• Actions to take:
**a)** List every variable name that is assigned a value with the <- operator in the R code of the text on confidence intervals.
**b)** Proceed with the text on confidence intervals, writing on from its final heading.

• Text provided:
%%

Confidence Intervals

https://rafalab.dfci.harvard.edu/dsbook-part-2/inference/estimates-confidence-intervals.html#confidence-intervals

Confidence intervals

  • Confidence intervals are a very useful concept widely employed by data analysts.

  • A version of these that are commonly seen come from the ggplot geometry geom_smooth.

  • Below is an example using a temperature dataset available in R:

Confidence intervals: geom_smooth

library(tidyverse) #nhtemp is built-in R ts
data.frame(year = as.numeric(time(nhtemp)), temperature = as.numeric(nhtemp)) |> 
  ggplot(aes(year, temperature)) +  
  geom_point() +  # 
  geom_smooth() +  # plot smooth trend-curve (LOESS(small set)/lm (large set)) with a (default) 95% CI
  ggtitle("Average Yearly Temperatures in New Haven") 

Confidence intervals

  • \([0,1]\) is guaranteed to include \(p\), but not useful

  • the spread between -100% and 100%, will be ridiculed for stating the obvious.

  • Even a smaller interval, such as saying the spread between -10 and 10%, will not be considered serious.

  • a very small intervals but misses the mark most of the time will not be considered good

  • We can use the statistical theory to compute the probability of any given interval including \(p\).

Confidence intervals: MC simulation Parameter

  • To illustrate this we run the Monte Carlo simulation.

  • We use the same parameters as above:

p <- 0.45 
N <- 1000 

Confidence intervals: Simulation

  • And notice that the interval here:
x <- sample(c(0, 1), size = N, replace = TRUE, prob = c(1 - p, p)) 
x_hat <- mean(x) 
se_hat <- sqrt(x_hat*(1 - x_hat)/N) 
c(x_hat - 1.96*se_hat, x_hat + 1.96*se_hat) 
[1] 0.4102262 0.4717738
  • is different from this one:
x <- sample(c(0,1), size = N, replace = TRUE, prob = c(1 - p, p)) 
x_hat <- mean(x) 
se_hat <- sqrt(x_hat*(1 - x_hat)/N) 
c(x_hat - 1.96*se_hat, x_hat + 1.96*se_hat) 
[1] 0.429109 0.490891
  • Keep sampling and creating intervals, and you will see the random variation.

Probability of a Confidence intervals including \(p\)

%%

• Material:

%%

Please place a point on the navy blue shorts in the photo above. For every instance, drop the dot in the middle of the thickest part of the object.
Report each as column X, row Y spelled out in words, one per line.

%%

• Task responses:
**a)** p, N, x, x_hat, se_hat

**b)**
  • To determine the probability that the interval includes \(p\), we need to compute the following:

\[ \mbox{Pr}\left(\bar{X} - 1.96\hat{\mbox{SE}}(\bar{X}) \leq p \leq \bar{X} + 1.96\hat{\mbox{SE}}(\bar{X})\right) \] Equivalently

\[ \mbox{Pr}\left(-1.96 \leq \frac{\bar{X}- p}{\hat{\mbox{SE}}(\bar{X})} \leq 1.96\right) \]

Confidence intervals with 95% confidence level

  • The term in the middle is an approximately normal random variable with expected value 0 and standard error 1, which we have been denoting with \(Z\), so we have:

\[ \mbox{Pr}\left(-1.96 \leq Z \leq 1.96\right) \]

  • which we can quickly compute using :
pnorm(1.96) - pnorm(-1.96) 
[1] 0.9500042
  • proving that we have a 95% probability.

Confidence intervals of 99% confidence level

  • If we want to have a larger probability, say 99%, we need to multiply by whatever z satisfies the following:

\[ \mbox{Pr}\left(-z \leq Z \leq z\right) = 0.99 \]

  • We use:
z <- qnorm(0.995) 
z 
[1] 2.575829
pnorm(z) - pnorm(-z) 
[1] 0.99

Confidence intervals: significance level \(\alpha\)

  • Confidence interval formulas are given for arbitrary probabilities written as \(1-\alpha\).

  • We can obtain the \(z\) for the equation above using z = qnorm(1 - alpha / 2)

  • for \(\alpha=0.05\), \(1 - \alpha/2 = 0.975\) and we get the \(z=1.96\):

qnorm(0.975) 
[1] 1.959964

A Monte Carlo simulation

  • We can run a Monte Carlo simulation to confirm that, in fact, a 95% confidence interval includes \(p\) 95% of the time.
N <- 1000 
B <- 10000 
inside <- replicate(B, { 
  x <- sample(c(0,1), size = N, replace = TRUE, prob = c(1 - p, p)) 
  x_hat <- mean(x) 
  se_hat <- sqrt(x_hat*(1 - x_hat)/N) 
  between(p, x_hat - 1.96*se_hat, x_hat + 1.96*se_hat) 
}) 
mean(inside) 
[1] 0.9477

A Monte Carlo simulation

  • The following plot shows the first 100 confidence intervals.

set.seed(1) 
tab <- replicate(100, { 
  x <- sample(c(0,1), size = N, replace = TRUE, prob = c(1 - p, p)) 
  x_hat <- mean(x) 
  se_hat <- sqrt(x_hat*(1 - x_hat)/N) 
  hit <- between(p, x_hat - 1.96*se_hat, x_hat + 1.96*se_hat) 
  c(x_hat, x_hat - 1.96*se_hat, x_hat + 1.96*se_hat, hit) 
}) #tab: 4 by 100 matrix
tab <- data.frame(poll = 1:ncol(tab), t(tab)) # add a "poll" index col, t(tab): transpose `tab`
names(tab) <- c("poll", "estimate", "low", "high", "hit") #rename columns
tab <- mutate(tab, p_inside = ifelse(hit, "Yes", "No")) 
ggplot(tab, aes(poll, estimate, ymin = low, ymax = high, col = p_inside)) +  
  geom_point() + 
  geom_errorbar() +  # draw CI from y_min to y_max for each plotted point (poll, estimate)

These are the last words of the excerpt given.